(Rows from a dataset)
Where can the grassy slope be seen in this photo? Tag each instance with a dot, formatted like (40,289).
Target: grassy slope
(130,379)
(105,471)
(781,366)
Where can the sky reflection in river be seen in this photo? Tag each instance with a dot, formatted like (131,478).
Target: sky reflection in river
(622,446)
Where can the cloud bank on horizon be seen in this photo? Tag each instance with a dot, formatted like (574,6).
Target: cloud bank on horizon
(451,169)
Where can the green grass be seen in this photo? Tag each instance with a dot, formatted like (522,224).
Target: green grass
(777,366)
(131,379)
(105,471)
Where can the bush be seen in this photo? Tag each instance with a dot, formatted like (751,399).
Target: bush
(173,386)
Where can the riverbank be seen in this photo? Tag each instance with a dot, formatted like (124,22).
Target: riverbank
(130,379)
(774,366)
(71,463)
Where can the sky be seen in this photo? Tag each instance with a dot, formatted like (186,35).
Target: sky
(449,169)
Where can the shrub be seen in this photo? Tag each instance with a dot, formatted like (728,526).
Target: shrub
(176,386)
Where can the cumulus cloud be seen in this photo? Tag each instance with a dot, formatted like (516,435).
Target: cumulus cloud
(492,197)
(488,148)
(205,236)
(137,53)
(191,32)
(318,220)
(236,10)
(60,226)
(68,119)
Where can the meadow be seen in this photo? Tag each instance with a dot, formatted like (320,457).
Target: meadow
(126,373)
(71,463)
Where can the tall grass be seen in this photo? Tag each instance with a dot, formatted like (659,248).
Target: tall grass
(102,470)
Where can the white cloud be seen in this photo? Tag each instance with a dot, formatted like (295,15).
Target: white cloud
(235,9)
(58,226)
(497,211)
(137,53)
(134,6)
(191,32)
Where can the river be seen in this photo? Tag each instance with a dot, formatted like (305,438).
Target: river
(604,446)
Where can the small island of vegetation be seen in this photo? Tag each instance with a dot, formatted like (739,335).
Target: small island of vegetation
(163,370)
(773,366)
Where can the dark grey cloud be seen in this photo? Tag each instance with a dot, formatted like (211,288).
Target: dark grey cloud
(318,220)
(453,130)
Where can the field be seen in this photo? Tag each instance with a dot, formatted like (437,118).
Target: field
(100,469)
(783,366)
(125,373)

▶ _Instruction_: Extract the listing in its entirety, matching it exactly.

▶ _Result_:
Where can the grassy slope be seen in this photo? Tag each instance with a dot, formatted like (40,289).
Target: grassy slope
(130,379)
(105,471)
(781,366)
Where can the sky reflection in river be seen in this photo? Tag each instance with a dot, formatted like (131,478).
Target: sky reflection in river
(622,446)
Where can the cloud bank on horizon be seen in this photo? Tag each instance with a dot, formatted like (574,6).
Target: cloud bank on horizon
(451,169)
Where can the green grass be seen in this photo? Tag each instance with a dot, formatted like (522,224).
Target: green grass
(777,366)
(131,379)
(105,471)
Where can the bush be seen in this photo? Tag each instance with a dot, formatted like (751,399).
Target: bush
(173,386)
Where can the riverbank be seen in this photo? Tag each instance with a dot, formatted like (124,22).
Target: riverbank
(130,379)
(774,366)
(71,463)
Where can the sky be seen in this photo? Tag each instance with a dot, formatted like (186,35).
Target: sky
(449,169)
Where can the shrub be seen in this photo? Tag each instance with a dot, formatted like (728,526).
Target: shrub
(176,386)
Where can the cumulus cloud be seen in this photo? Tag each instance with a dot, formatted like (516,435).
Target: cumulus cloud
(492,197)
(488,148)
(205,236)
(137,53)
(191,32)
(318,220)
(236,10)
(60,226)
(68,119)
Where can the meadow be seen in this photo? Tag each instance with a dot, formatted like (320,457).
Target: meadow
(126,373)
(71,463)
Where can the tall grass be seen in this photo? Tag each instance with a dot, formatted like (659,248).
Target: tall grass
(102,470)
Where can the white cloud be seen in this photo? Tag each instance with a dot, formatted like (295,15).
Target: white cloud
(235,9)
(58,226)
(497,211)
(137,53)
(134,6)
(191,32)
Where can the river be seen in this photo? Tag each instance with a dot, formatted like (305,438).
Target: river
(604,446)
Where can the small island of vegetation be seen in this photo? Tag each instance with a dot, formatted like (739,335).
Target: small island of vegetation
(163,370)
(773,366)
Where can the dark grey cloud be seen in this photo? Tag each instance with a dot, formatted like (211,288).
Target: dark grey cloud
(318,220)
(453,130)
Where can the field be seen in this photo? Tag each instance with a dot, formatted like (437,118).
Target: field
(100,469)
(783,366)
(125,373)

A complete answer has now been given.